◆ WHAT THE TASK REQUIRES: Lay out as a JSON list of strings the lines of the material below, beginning with the line that contains "Target: gray vanity cabinet" and continuing through the end of the material, with one string per line and blank lines omitted. Include no other lines.

* start *

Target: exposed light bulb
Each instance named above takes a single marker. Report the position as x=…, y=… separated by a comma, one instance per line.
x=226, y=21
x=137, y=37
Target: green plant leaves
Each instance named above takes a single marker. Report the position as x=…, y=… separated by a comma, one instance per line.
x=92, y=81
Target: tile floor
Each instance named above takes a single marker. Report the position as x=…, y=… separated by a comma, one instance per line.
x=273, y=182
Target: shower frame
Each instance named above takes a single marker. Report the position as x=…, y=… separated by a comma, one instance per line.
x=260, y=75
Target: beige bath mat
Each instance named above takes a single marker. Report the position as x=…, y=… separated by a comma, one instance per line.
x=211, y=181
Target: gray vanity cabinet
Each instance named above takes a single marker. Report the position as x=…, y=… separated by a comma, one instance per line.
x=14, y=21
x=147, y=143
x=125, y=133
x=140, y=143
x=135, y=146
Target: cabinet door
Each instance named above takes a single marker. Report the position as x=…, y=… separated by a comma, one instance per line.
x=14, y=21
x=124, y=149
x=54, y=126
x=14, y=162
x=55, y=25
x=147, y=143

* end *

◆ COMPLETED EXERCISE:
[
  "Target: gray vanity cabinet",
  "Each instance named above takes a single marker. Report the position as x=…, y=… separated by a comma, one instance per line.",
  "x=14, y=21",
  "x=147, y=143",
  "x=125, y=133",
  "x=140, y=143",
  "x=135, y=146",
  "Target: cabinet door",
  "Each instance named above takes a single marker. Report the position as x=…, y=… separated by a comma, one instance per line.",
  "x=14, y=21",
  "x=124, y=149",
  "x=54, y=126",
  "x=14, y=162",
  "x=55, y=25",
  "x=147, y=143"
]